• Data to process
>>>
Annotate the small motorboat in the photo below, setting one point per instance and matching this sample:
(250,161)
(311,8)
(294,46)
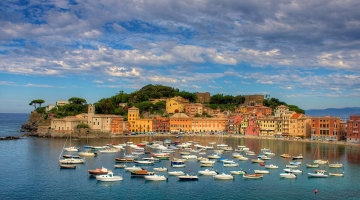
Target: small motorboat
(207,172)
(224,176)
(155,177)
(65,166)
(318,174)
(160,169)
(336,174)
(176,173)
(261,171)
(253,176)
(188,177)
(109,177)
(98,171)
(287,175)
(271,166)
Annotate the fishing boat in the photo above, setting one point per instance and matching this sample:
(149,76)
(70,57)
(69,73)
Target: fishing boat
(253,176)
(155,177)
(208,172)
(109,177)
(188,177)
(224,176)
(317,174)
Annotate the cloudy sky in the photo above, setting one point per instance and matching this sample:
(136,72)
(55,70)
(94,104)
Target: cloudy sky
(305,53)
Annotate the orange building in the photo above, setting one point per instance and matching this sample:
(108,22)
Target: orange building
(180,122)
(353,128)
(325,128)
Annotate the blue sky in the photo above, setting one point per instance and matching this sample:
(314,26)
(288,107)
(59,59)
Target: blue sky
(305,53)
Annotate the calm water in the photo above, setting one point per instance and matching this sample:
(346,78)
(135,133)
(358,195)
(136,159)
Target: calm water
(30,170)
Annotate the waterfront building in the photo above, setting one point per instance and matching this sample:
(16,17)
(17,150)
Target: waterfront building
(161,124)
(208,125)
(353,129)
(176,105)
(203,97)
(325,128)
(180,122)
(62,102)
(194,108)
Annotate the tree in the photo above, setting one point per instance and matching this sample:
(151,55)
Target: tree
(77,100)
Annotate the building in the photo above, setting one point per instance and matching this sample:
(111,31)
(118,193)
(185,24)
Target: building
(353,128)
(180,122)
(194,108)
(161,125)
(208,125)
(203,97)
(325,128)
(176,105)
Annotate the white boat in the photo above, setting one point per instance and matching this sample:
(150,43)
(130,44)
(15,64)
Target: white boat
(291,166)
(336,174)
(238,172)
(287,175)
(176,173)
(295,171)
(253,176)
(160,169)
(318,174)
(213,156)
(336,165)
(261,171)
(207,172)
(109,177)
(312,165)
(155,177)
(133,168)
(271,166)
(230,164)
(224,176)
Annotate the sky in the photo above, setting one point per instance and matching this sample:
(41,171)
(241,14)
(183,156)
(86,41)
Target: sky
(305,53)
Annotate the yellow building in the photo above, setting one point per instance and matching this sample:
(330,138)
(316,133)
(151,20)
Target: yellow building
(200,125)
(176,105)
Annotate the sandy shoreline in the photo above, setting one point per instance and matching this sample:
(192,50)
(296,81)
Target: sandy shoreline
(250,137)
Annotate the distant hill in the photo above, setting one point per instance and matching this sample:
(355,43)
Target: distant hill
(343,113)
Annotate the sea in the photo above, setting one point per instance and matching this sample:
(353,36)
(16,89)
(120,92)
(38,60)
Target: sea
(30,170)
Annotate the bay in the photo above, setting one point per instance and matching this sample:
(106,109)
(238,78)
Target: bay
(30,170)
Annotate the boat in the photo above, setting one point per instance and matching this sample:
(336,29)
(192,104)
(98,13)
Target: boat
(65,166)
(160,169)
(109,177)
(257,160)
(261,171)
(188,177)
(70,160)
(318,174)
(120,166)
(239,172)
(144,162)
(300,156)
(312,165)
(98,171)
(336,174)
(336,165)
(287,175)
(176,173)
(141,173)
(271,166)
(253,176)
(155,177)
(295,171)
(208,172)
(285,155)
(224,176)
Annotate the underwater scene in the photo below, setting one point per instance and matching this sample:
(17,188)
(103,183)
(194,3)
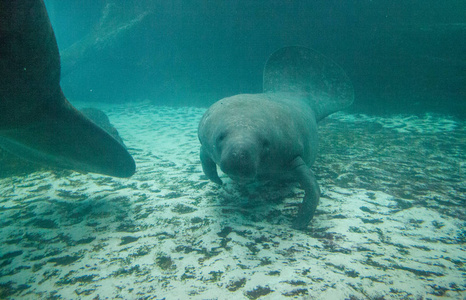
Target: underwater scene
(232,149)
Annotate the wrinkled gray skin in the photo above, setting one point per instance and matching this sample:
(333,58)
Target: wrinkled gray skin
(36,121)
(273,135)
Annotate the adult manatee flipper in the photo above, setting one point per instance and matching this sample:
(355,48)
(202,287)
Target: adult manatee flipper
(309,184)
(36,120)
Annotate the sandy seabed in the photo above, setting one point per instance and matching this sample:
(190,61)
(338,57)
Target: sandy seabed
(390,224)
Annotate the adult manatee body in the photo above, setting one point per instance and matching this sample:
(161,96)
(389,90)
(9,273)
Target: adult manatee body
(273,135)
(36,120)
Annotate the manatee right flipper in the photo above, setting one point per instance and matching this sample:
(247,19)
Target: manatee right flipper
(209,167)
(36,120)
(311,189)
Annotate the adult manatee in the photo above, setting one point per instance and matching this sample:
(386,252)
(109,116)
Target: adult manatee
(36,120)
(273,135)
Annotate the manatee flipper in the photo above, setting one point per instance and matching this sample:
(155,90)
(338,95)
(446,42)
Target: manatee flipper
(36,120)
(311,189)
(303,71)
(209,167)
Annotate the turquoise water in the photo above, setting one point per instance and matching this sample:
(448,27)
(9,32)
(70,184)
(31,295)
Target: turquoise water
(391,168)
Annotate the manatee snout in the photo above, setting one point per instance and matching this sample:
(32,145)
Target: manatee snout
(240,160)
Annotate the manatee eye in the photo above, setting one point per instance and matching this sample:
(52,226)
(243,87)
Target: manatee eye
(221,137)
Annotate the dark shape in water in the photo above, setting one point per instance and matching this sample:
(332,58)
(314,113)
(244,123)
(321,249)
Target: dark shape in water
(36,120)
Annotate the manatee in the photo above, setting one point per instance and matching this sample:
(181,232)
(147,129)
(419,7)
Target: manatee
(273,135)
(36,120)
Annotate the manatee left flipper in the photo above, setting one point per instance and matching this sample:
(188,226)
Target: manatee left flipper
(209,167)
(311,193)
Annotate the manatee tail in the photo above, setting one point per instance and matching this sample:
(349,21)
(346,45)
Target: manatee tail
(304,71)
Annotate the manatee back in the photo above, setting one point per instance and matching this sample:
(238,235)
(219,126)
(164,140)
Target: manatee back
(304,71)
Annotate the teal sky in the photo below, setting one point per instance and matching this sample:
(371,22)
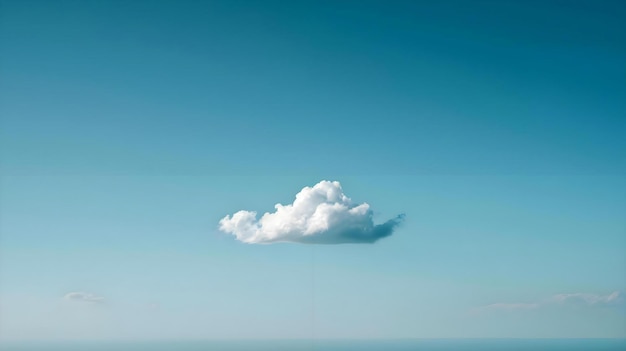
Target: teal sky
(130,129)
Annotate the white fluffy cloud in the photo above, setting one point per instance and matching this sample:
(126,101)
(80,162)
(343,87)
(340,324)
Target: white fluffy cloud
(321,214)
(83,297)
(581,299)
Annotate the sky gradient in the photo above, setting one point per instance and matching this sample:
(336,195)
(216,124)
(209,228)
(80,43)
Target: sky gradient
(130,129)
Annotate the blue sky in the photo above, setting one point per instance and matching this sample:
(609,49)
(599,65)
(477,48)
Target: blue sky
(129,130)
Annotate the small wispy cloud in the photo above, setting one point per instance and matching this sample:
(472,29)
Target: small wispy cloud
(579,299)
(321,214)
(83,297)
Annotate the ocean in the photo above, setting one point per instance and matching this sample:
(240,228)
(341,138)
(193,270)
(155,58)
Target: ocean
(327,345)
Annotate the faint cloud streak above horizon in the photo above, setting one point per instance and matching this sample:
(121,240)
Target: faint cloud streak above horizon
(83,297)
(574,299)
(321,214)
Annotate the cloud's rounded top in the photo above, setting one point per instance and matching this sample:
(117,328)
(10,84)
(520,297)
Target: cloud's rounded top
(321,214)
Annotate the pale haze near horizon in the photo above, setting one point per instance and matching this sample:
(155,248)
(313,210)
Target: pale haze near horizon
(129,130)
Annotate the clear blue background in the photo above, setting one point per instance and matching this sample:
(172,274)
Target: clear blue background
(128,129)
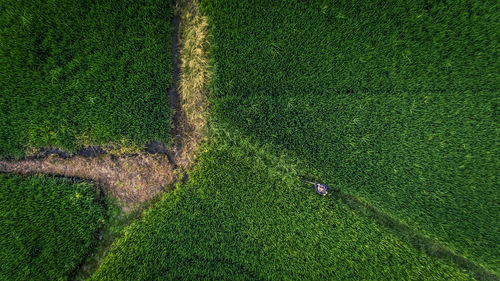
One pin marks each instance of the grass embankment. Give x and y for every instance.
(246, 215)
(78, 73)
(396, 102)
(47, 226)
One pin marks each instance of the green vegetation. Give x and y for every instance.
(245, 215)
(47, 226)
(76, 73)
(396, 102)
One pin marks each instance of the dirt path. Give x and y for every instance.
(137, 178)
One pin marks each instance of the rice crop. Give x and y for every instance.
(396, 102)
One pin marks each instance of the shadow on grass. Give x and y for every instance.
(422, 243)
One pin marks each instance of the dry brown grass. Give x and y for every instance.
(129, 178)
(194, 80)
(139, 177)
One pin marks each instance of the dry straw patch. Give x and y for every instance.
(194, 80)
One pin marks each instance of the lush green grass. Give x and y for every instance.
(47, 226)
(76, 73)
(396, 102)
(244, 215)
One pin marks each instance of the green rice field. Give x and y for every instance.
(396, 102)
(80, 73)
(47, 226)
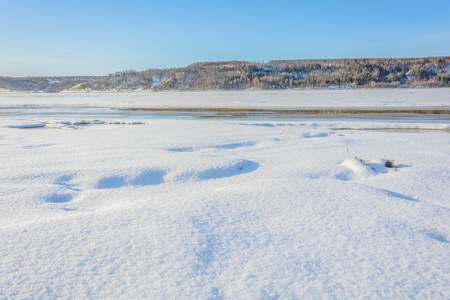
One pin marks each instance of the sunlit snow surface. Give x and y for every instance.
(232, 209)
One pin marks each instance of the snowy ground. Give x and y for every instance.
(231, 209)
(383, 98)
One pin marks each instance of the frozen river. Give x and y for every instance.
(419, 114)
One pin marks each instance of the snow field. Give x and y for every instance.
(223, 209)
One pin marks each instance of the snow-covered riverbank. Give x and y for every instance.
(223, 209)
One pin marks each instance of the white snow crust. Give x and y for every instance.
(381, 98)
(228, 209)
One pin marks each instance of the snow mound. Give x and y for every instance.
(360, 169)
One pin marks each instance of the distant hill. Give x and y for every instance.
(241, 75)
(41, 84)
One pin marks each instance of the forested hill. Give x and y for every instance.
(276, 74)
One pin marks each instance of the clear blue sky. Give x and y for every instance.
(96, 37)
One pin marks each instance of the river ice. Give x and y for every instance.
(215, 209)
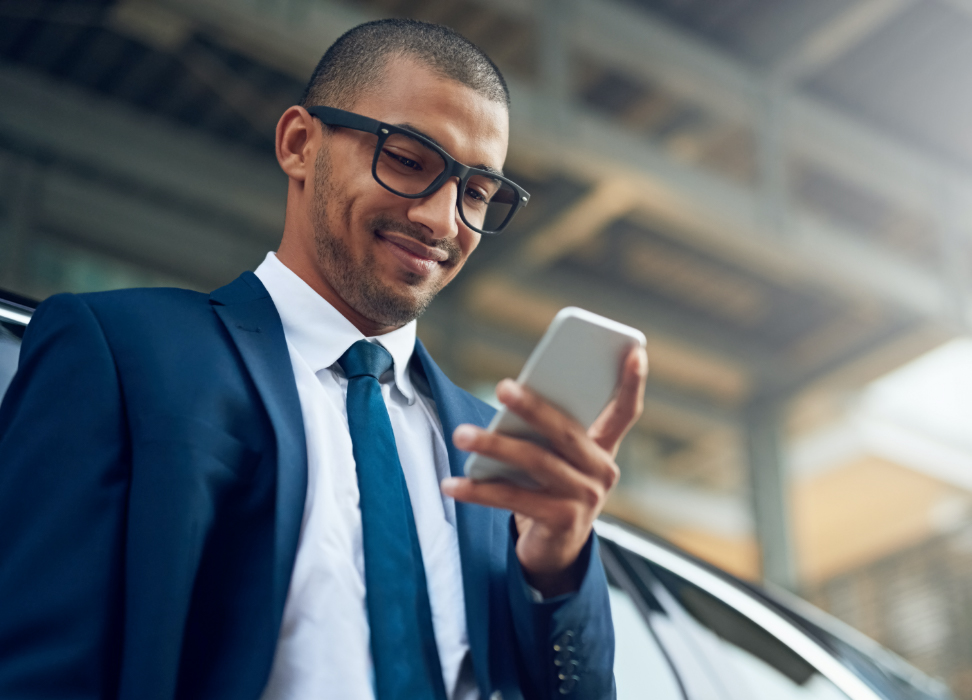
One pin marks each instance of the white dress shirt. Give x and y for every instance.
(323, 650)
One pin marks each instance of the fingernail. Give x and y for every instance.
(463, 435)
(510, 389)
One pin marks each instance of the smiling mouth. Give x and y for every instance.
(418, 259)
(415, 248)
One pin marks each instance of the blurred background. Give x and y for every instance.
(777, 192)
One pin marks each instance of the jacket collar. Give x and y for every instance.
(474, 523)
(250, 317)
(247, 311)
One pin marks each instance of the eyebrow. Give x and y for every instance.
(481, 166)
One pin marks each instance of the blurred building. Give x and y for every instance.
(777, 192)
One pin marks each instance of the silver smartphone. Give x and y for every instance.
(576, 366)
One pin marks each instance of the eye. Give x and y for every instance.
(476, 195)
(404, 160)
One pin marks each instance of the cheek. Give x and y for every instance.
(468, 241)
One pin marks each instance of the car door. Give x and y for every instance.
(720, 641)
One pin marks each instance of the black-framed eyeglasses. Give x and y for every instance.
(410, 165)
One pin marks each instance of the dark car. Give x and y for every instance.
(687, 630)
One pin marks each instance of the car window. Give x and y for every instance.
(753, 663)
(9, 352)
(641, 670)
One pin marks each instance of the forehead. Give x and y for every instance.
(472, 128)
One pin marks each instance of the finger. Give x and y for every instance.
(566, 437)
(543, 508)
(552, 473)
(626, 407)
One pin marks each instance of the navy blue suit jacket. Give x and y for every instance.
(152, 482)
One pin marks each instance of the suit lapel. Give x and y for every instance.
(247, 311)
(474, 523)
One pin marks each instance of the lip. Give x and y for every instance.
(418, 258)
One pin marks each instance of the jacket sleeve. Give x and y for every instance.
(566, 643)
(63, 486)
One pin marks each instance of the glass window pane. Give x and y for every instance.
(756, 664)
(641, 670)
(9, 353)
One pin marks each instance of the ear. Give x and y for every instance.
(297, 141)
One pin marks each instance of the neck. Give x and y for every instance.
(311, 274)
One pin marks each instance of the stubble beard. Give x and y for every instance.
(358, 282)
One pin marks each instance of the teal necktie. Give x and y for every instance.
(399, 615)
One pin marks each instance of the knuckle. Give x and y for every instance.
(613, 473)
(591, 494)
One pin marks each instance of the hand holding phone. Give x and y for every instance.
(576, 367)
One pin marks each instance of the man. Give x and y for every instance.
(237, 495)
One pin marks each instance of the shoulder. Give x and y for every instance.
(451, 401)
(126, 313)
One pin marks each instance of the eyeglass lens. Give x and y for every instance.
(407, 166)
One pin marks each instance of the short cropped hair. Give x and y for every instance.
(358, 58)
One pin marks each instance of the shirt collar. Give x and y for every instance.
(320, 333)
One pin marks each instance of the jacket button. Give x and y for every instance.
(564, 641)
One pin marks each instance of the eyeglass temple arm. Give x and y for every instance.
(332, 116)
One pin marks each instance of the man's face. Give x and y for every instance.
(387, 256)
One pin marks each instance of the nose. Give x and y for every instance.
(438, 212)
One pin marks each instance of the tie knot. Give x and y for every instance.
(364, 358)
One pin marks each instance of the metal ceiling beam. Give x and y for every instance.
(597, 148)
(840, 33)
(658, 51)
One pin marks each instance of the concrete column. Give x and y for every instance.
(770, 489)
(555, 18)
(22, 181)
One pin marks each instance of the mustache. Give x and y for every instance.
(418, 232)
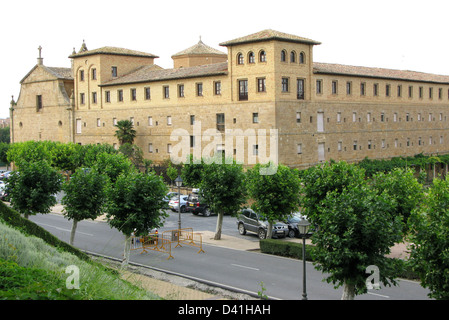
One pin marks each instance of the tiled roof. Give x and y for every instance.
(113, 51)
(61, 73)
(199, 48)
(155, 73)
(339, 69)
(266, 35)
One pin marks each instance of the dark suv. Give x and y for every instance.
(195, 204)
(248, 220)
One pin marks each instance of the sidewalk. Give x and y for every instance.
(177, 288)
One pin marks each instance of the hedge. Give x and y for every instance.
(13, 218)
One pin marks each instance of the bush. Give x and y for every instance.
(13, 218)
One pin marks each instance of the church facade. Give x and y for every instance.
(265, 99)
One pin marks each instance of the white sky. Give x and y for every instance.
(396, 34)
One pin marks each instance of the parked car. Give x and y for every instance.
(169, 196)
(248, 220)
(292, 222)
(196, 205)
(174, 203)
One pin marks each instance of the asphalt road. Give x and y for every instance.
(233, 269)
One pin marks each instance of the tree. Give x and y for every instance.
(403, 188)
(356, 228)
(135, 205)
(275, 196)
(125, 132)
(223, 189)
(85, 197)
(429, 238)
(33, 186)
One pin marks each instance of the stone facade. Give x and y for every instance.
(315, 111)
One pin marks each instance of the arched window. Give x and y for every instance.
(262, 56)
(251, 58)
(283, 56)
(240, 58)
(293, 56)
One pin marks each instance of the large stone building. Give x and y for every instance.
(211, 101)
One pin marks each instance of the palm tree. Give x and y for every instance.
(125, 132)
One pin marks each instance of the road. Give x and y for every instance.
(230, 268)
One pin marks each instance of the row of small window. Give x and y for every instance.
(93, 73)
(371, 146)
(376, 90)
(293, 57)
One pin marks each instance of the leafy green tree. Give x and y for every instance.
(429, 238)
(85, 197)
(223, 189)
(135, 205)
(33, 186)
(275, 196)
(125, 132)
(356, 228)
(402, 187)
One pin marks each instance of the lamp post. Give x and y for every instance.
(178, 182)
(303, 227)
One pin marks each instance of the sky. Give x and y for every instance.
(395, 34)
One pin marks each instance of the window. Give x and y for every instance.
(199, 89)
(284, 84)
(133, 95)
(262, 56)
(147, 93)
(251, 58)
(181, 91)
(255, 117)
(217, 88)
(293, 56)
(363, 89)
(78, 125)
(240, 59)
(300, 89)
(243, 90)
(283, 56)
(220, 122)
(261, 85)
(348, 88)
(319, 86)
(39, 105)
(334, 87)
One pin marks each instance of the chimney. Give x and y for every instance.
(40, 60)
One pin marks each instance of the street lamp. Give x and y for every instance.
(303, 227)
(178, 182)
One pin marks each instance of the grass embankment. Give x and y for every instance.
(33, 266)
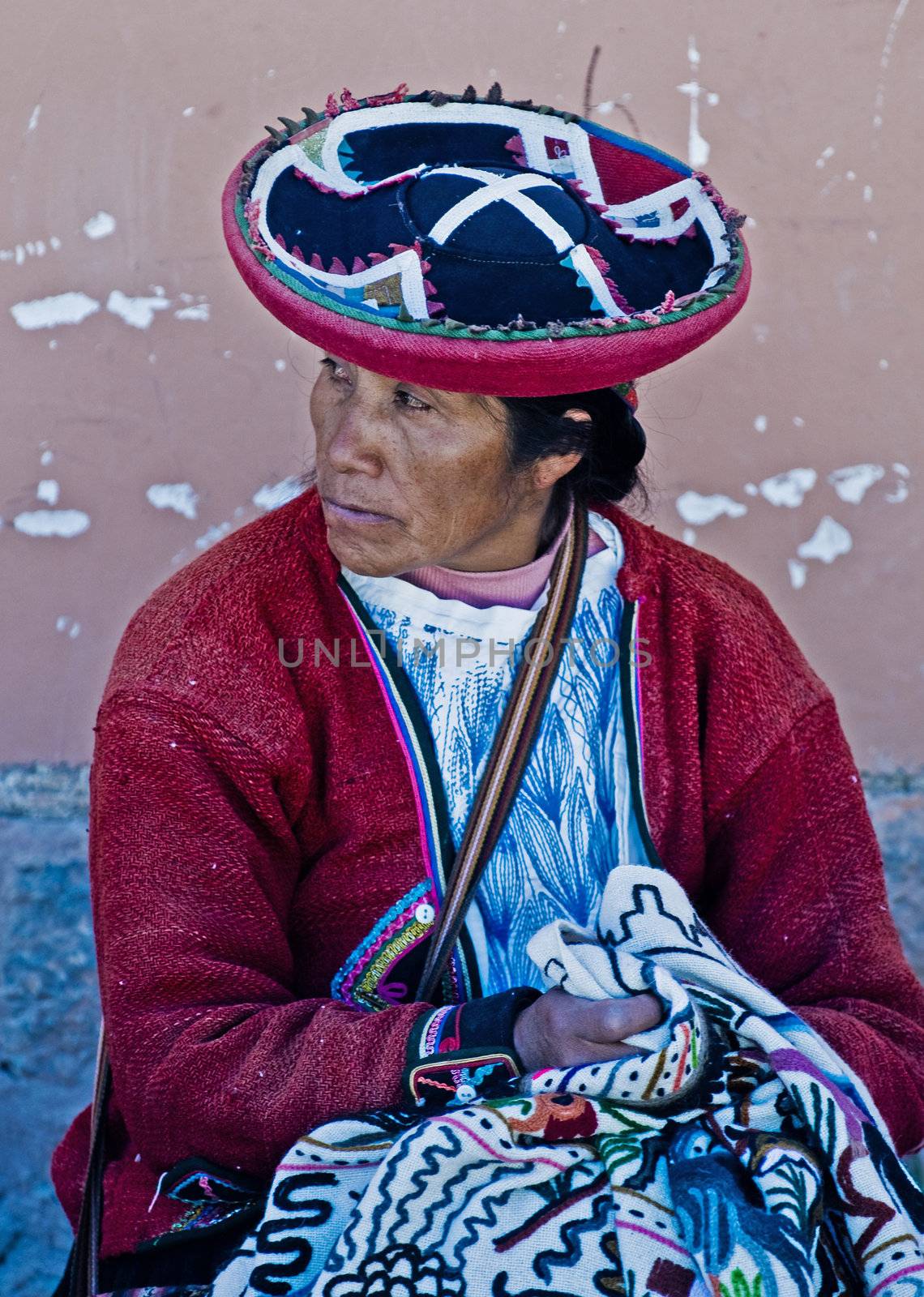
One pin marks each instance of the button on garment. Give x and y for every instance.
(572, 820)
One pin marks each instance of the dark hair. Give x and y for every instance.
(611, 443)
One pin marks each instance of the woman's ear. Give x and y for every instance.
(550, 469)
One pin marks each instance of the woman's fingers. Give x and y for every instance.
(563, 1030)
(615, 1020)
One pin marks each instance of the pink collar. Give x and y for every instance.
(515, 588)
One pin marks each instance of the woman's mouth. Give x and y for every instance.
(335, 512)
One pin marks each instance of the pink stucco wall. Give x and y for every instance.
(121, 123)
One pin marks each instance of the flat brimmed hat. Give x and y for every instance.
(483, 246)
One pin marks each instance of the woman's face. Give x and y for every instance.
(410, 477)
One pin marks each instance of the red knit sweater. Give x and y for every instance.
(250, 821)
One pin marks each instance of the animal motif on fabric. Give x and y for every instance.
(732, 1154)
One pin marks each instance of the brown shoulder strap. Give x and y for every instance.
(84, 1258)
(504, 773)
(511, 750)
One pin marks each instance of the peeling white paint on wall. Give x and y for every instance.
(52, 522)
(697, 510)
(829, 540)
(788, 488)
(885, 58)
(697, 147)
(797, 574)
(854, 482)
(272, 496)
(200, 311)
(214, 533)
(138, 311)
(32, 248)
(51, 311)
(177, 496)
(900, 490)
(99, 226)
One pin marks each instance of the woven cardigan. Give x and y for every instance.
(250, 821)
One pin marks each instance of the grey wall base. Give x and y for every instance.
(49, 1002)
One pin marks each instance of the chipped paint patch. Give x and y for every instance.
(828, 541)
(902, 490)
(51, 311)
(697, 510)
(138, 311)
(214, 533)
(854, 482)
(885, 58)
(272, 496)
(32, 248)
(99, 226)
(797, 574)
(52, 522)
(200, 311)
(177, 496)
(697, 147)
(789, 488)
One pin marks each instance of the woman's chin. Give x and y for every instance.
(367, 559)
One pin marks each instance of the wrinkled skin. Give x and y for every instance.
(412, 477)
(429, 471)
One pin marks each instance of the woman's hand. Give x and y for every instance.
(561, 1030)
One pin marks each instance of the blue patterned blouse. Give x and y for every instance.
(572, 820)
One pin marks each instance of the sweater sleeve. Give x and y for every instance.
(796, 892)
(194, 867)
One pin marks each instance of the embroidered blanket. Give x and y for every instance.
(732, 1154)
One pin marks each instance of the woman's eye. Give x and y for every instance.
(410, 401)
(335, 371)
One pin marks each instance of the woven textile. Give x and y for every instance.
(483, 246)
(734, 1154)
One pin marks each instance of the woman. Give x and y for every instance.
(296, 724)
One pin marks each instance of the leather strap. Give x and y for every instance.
<<<
• Task item
Every line above with the word "below" belongs in the answer, copied as written.

• Output of the task
Annotate the small motorboat in the photo below, setting one point per instance and matching this sample:
Annotate the underwater scene in the photo below, setting one point per instance and matching this sample:
Annotate the teal sky in the photo below, setting one point per instance and matching this sample:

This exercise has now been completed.